#### Records for the task ####

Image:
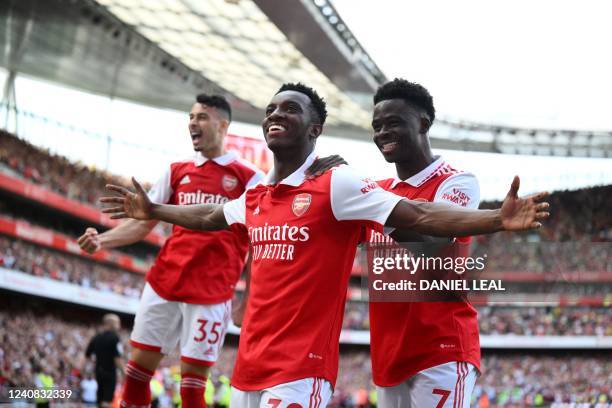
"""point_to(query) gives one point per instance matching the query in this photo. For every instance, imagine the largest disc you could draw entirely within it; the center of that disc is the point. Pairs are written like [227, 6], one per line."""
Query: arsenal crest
[301, 202]
[229, 182]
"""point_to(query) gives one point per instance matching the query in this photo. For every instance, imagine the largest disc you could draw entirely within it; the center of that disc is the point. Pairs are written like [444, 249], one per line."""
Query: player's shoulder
[350, 176]
[246, 166]
[453, 175]
[183, 162]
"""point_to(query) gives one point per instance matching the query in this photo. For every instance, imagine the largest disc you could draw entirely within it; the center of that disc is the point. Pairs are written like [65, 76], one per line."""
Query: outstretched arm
[206, 217]
[444, 220]
[126, 233]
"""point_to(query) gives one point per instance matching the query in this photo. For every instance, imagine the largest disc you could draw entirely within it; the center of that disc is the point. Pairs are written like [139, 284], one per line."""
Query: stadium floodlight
[235, 45]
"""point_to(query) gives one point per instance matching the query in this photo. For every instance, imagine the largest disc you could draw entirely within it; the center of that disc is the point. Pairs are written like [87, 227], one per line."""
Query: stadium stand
[35, 239]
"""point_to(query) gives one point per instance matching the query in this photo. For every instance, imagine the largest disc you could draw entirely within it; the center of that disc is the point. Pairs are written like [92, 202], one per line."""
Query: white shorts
[160, 324]
[447, 385]
[304, 393]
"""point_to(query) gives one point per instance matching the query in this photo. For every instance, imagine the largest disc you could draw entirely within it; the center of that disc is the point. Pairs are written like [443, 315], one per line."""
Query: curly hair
[216, 101]
[317, 104]
[411, 92]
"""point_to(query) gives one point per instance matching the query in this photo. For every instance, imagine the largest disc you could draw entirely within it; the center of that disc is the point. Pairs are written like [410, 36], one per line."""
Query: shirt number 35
[204, 335]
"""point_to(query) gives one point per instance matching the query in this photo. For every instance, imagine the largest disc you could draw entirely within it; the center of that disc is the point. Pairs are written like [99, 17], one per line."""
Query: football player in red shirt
[304, 234]
[187, 298]
[424, 354]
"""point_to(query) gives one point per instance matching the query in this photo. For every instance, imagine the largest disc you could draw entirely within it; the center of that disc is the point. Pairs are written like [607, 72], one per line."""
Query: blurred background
[98, 91]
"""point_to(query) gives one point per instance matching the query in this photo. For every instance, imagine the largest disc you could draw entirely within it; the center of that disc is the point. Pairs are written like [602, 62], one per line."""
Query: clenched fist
[89, 241]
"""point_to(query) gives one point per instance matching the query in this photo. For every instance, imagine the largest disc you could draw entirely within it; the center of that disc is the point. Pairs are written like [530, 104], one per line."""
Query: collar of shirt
[294, 179]
[222, 160]
[422, 176]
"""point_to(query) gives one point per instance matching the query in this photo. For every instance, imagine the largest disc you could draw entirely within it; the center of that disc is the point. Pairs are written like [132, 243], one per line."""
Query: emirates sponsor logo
[199, 197]
[301, 203]
[185, 180]
[276, 242]
[283, 232]
[229, 182]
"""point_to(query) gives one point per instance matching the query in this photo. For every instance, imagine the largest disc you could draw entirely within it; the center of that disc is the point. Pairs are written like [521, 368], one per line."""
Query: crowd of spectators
[518, 320]
[537, 380]
[75, 181]
[38, 261]
[56, 345]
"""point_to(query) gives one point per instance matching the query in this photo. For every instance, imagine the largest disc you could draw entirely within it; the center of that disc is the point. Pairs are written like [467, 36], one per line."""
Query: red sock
[192, 390]
[136, 391]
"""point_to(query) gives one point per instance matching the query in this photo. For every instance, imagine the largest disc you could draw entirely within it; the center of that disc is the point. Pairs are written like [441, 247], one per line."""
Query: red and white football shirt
[304, 235]
[194, 266]
[408, 337]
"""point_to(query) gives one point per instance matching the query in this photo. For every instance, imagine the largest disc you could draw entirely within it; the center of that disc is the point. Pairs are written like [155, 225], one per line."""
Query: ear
[223, 125]
[315, 131]
[425, 124]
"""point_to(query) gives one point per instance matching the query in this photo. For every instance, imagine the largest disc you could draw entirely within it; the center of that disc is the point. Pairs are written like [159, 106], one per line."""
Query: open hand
[130, 205]
[519, 214]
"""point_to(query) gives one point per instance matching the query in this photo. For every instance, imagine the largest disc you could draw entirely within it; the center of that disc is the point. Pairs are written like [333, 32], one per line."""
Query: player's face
[397, 130]
[288, 122]
[206, 127]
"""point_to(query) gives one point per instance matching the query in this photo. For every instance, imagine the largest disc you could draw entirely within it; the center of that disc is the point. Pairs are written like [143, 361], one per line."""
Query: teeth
[276, 127]
[388, 146]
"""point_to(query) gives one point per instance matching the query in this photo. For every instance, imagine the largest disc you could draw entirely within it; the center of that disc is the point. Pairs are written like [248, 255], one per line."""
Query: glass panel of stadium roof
[239, 48]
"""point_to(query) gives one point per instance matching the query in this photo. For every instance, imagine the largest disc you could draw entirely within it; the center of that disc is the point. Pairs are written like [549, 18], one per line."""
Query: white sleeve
[460, 189]
[235, 210]
[357, 198]
[162, 190]
[257, 177]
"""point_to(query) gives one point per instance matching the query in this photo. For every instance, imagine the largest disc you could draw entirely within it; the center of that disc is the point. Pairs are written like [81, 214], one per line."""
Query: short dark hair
[216, 101]
[411, 92]
[317, 104]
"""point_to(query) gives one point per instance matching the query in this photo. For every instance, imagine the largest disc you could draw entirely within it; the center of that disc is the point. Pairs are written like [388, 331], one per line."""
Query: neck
[213, 153]
[416, 163]
[288, 161]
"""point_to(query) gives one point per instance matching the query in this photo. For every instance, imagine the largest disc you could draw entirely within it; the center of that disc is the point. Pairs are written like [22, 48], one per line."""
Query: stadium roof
[162, 52]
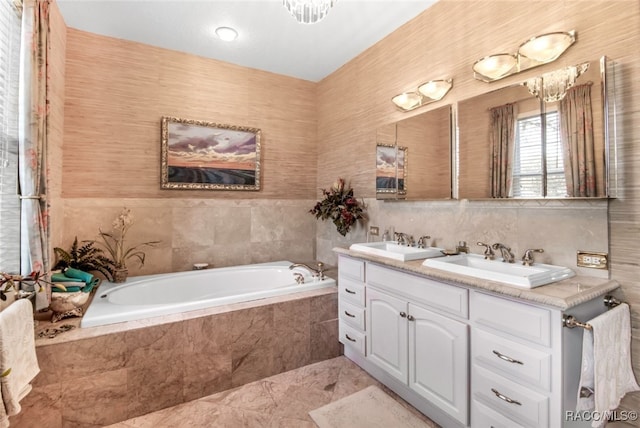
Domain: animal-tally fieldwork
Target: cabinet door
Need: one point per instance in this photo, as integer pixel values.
(387, 333)
(438, 368)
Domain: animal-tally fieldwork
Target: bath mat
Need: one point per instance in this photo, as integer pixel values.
(369, 408)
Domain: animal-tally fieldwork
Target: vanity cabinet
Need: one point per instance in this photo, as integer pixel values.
(463, 356)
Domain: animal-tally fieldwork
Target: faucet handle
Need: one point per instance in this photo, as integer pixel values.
(527, 258)
(488, 252)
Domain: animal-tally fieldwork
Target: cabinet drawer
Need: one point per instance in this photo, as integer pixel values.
(514, 401)
(514, 360)
(351, 291)
(351, 268)
(519, 319)
(351, 314)
(484, 417)
(350, 336)
(448, 298)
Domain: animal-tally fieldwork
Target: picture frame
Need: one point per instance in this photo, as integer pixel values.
(202, 155)
(391, 169)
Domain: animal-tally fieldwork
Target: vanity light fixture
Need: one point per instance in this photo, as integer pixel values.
(227, 34)
(309, 11)
(428, 92)
(553, 86)
(536, 51)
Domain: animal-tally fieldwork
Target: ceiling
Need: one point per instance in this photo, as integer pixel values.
(269, 38)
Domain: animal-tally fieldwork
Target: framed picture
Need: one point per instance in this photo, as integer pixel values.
(391, 169)
(204, 155)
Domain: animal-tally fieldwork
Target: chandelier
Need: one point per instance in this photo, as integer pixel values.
(309, 11)
(553, 86)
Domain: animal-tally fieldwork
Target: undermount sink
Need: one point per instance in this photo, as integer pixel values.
(514, 274)
(397, 252)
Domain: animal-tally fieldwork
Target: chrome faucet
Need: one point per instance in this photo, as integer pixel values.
(507, 255)
(316, 273)
(403, 239)
(488, 252)
(422, 241)
(527, 258)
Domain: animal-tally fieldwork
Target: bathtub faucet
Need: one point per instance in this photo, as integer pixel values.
(316, 273)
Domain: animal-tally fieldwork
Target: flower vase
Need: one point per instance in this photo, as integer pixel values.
(120, 274)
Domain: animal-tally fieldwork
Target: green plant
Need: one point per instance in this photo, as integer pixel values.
(85, 257)
(114, 243)
(340, 206)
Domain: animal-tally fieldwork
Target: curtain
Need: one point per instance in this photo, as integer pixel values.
(32, 141)
(502, 137)
(576, 127)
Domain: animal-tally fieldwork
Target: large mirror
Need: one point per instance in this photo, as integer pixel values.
(543, 138)
(413, 157)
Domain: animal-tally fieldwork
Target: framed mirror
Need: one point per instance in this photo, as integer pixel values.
(542, 138)
(424, 141)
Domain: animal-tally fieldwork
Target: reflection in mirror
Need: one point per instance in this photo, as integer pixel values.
(515, 144)
(427, 137)
(391, 170)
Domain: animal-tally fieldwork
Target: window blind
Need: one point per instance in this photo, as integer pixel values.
(528, 174)
(9, 78)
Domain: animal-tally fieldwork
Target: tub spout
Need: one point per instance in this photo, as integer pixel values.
(316, 273)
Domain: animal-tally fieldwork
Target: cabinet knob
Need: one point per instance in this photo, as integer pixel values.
(506, 358)
(505, 398)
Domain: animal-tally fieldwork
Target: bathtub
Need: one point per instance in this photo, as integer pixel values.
(164, 294)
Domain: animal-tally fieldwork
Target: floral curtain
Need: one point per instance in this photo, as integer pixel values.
(34, 109)
(576, 127)
(502, 137)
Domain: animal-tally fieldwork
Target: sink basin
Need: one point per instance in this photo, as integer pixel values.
(397, 252)
(514, 274)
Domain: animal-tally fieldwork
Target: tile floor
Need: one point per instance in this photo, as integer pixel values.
(279, 401)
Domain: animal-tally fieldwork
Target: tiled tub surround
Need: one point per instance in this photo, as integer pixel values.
(101, 375)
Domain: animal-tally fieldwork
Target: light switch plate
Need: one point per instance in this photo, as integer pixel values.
(593, 260)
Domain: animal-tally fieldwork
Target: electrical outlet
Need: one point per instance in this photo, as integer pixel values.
(593, 260)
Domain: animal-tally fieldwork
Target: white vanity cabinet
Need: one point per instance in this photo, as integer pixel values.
(463, 356)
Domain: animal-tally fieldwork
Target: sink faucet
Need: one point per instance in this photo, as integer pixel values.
(316, 273)
(527, 258)
(403, 239)
(488, 252)
(507, 255)
(422, 241)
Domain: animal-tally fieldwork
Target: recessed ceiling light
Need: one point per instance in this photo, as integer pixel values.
(227, 34)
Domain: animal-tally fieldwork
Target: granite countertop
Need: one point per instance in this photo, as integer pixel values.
(563, 294)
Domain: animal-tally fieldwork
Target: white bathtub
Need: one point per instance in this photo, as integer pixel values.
(153, 295)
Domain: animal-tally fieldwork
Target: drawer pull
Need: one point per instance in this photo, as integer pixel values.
(505, 398)
(353, 340)
(506, 358)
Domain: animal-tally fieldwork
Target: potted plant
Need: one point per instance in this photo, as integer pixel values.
(339, 205)
(114, 244)
(87, 258)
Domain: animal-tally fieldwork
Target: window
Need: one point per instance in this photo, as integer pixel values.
(531, 150)
(9, 76)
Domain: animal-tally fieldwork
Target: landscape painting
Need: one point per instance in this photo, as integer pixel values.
(206, 155)
(390, 169)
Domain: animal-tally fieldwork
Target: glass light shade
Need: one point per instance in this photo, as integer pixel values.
(227, 34)
(547, 47)
(435, 89)
(407, 100)
(496, 66)
(309, 11)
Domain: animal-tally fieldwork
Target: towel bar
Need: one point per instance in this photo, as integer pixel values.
(570, 321)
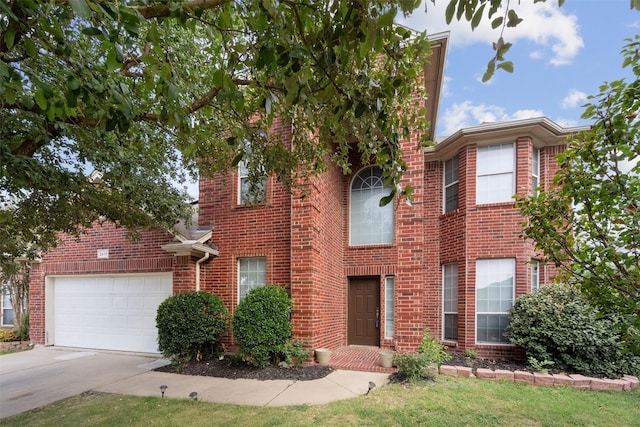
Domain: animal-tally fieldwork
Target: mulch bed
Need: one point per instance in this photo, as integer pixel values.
(493, 364)
(231, 368)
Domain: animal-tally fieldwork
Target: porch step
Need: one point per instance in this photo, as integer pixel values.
(358, 358)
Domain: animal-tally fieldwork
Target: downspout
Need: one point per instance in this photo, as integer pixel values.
(200, 261)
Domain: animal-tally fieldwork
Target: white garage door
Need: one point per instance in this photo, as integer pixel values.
(109, 312)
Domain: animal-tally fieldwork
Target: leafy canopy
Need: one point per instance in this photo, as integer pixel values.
(588, 223)
(147, 93)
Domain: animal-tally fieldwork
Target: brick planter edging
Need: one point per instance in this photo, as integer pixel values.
(626, 383)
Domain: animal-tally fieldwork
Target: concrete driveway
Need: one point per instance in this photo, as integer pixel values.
(38, 377)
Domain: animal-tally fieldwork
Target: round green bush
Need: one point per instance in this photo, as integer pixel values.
(190, 324)
(262, 325)
(557, 324)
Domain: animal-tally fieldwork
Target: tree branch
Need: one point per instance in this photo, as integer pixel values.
(164, 11)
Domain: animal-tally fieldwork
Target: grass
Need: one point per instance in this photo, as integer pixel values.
(447, 402)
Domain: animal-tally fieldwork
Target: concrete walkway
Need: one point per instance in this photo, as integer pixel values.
(46, 374)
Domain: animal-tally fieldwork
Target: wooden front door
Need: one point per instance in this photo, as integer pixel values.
(364, 312)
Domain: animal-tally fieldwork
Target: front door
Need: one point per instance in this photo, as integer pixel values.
(364, 311)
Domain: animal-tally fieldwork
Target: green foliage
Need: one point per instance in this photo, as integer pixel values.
(296, 352)
(474, 12)
(8, 335)
(14, 277)
(262, 325)
(423, 364)
(540, 365)
(190, 325)
(149, 93)
(588, 222)
(557, 326)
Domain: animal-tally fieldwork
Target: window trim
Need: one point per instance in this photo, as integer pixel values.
(501, 313)
(449, 186)
(444, 311)
(385, 191)
(511, 172)
(239, 285)
(6, 298)
(535, 273)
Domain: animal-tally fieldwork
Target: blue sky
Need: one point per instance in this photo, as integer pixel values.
(561, 55)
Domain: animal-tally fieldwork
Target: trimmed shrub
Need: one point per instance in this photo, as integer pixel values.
(423, 364)
(556, 325)
(190, 325)
(262, 325)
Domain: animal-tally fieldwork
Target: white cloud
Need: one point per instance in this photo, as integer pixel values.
(574, 98)
(550, 28)
(467, 114)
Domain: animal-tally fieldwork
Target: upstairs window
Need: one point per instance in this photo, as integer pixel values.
(370, 223)
(451, 185)
(450, 302)
(535, 171)
(252, 185)
(535, 275)
(495, 169)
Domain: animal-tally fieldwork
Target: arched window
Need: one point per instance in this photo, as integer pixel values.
(370, 223)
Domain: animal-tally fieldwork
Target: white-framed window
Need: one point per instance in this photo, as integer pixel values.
(252, 274)
(389, 306)
(370, 223)
(451, 185)
(495, 172)
(7, 309)
(535, 275)
(250, 192)
(450, 302)
(535, 170)
(495, 287)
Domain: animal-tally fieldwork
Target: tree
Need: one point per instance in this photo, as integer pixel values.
(147, 93)
(588, 223)
(14, 281)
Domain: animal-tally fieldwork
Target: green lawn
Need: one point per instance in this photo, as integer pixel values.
(447, 402)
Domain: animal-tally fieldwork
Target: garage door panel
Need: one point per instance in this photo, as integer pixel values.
(115, 313)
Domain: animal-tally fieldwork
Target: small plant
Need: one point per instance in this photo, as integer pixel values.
(8, 335)
(190, 325)
(541, 366)
(423, 364)
(296, 352)
(262, 325)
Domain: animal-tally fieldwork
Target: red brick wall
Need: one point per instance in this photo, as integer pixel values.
(75, 256)
(318, 285)
(484, 231)
(262, 230)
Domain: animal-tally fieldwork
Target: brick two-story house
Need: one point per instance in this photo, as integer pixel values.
(452, 259)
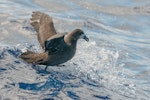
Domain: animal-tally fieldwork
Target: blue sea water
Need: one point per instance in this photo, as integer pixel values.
(113, 65)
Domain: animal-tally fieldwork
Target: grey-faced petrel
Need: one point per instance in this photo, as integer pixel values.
(58, 48)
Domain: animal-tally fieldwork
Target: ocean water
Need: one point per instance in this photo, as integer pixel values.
(113, 65)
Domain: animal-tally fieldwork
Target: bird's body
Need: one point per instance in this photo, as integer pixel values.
(57, 48)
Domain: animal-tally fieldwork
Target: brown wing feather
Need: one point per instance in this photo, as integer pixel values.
(43, 25)
(37, 58)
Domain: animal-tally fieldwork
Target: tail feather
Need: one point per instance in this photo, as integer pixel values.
(32, 57)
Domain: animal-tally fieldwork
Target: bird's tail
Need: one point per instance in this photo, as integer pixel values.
(32, 57)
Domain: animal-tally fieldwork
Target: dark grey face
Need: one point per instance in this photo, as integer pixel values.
(79, 34)
(83, 36)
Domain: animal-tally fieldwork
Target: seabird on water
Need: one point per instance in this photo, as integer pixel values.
(58, 48)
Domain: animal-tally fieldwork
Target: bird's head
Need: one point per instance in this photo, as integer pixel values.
(75, 35)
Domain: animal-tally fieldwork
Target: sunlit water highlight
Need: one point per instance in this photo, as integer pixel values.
(114, 65)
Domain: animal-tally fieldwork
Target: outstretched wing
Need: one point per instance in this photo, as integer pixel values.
(43, 25)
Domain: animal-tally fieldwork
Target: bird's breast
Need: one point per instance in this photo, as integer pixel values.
(62, 56)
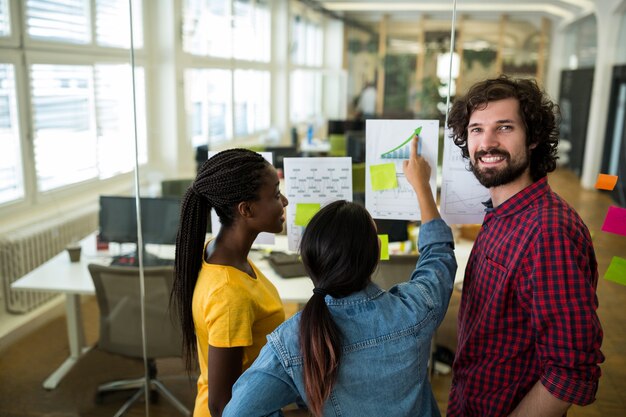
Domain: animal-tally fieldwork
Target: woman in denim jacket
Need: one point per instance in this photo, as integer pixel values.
(356, 350)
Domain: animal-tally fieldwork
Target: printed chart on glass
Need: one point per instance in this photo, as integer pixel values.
(461, 193)
(263, 238)
(310, 184)
(388, 195)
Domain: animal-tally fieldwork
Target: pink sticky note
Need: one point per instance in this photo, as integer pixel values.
(615, 221)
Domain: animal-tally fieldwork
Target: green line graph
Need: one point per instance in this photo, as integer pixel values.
(402, 151)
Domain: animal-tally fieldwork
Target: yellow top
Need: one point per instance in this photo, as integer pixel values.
(231, 309)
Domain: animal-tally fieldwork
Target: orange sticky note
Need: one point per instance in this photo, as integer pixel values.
(606, 182)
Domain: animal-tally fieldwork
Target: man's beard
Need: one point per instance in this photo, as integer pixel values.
(494, 177)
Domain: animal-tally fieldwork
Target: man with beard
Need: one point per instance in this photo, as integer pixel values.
(528, 334)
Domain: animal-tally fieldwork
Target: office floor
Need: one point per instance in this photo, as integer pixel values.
(24, 364)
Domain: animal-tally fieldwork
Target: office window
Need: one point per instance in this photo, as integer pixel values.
(11, 180)
(115, 119)
(208, 94)
(252, 31)
(252, 101)
(5, 19)
(113, 23)
(70, 21)
(227, 29)
(305, 95)
(307, 41)
(60, 20)
(83, 122)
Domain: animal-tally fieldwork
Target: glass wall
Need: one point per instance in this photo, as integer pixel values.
(82, 114)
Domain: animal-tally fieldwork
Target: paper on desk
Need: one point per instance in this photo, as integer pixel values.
(384, 247)
(262, 238)
(461, 193)
(314, 181)
(388, 142)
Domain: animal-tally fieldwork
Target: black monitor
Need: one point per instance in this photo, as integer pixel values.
(397, 230)
(159, 220)
(355, 145)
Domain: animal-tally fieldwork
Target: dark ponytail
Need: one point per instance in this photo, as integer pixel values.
(223, 181)
(340, 252)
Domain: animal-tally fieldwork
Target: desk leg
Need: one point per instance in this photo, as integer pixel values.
(76, 338)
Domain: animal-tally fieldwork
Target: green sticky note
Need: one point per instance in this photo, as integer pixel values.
(383, 177)
(306, 211)
(616, 271)
(384, 247)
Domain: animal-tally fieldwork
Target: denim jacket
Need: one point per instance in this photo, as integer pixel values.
(386, 339)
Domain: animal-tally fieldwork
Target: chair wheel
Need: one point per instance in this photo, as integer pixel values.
(98, 398)
(154, 397)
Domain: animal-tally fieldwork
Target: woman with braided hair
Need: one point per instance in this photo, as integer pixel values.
(225, 305)
(356, 350)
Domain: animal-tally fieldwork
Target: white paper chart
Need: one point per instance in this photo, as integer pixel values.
(262, 238)
(461, 193)
(388, 141)
(314, 180)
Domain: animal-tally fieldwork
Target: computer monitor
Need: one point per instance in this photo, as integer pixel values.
(396, 230)
(159, 219)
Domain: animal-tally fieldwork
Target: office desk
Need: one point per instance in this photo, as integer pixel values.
(73, 279)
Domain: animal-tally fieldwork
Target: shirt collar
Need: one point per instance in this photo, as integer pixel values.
(521, 200)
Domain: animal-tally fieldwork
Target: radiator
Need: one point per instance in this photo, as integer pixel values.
(25, 249)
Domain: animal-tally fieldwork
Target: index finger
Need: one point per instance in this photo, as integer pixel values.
(414, 146)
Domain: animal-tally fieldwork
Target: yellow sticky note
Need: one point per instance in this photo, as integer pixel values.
(606, 182)
(383, 176)
(384, 247)
(306, 211)
(616, 271)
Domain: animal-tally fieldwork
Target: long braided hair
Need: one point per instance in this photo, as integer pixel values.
(223, 181)
(339, 250)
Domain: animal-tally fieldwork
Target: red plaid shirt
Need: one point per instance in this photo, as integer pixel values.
(528, 310)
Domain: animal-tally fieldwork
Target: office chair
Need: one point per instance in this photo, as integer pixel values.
(118, 296)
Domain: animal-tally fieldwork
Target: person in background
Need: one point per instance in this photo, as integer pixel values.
(528, 334)
(225, 305)
(356, 350)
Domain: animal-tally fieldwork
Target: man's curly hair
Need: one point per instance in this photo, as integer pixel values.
(539, 114)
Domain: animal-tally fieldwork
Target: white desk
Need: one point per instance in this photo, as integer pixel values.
(73, 280)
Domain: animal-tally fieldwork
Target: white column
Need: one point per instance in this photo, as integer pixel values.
(608, 15)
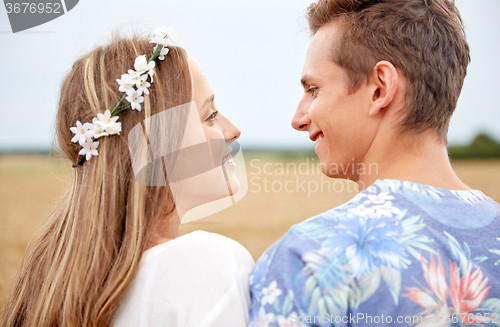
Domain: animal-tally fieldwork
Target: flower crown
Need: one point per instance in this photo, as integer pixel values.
(133, 85)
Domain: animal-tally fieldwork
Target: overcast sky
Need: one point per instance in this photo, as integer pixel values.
(251, 51)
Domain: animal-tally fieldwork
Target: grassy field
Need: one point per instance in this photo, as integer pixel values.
(30, 185)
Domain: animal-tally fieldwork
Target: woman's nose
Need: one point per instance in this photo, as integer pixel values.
(231, 131)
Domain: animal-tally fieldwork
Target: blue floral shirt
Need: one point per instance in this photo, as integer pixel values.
(399, 253)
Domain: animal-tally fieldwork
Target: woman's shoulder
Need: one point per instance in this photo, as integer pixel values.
(201, 245)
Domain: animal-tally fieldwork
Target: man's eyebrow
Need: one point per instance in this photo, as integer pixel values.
(209, 100)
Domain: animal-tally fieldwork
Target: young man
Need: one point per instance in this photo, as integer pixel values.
(416, 246)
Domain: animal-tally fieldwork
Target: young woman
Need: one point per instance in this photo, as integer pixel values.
(109, 254)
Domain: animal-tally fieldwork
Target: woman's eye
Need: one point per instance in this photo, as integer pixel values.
(312, 90)
(213, 116)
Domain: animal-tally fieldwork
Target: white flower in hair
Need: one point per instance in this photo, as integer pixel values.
(143, 85)
(135, 101)
(104, 119)
(126, 83)
(89, 149)
(133, 84)
(82, 132)
(141, 64)
(163, 52)
(151, 73)
(114, 128)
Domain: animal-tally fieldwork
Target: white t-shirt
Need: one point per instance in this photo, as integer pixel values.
(196, 280)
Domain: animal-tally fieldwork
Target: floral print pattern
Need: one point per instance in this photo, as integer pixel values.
(394, 250)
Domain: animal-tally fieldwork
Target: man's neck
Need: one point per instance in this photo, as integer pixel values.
(421, 158)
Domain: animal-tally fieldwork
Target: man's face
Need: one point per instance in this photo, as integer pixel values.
(337, 121)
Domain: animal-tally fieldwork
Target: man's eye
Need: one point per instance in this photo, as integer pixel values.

####

Copy out all the lines of the records that include "desk".

Target: paper on desk
Target: desk leg
Target: office desk
Target: white desk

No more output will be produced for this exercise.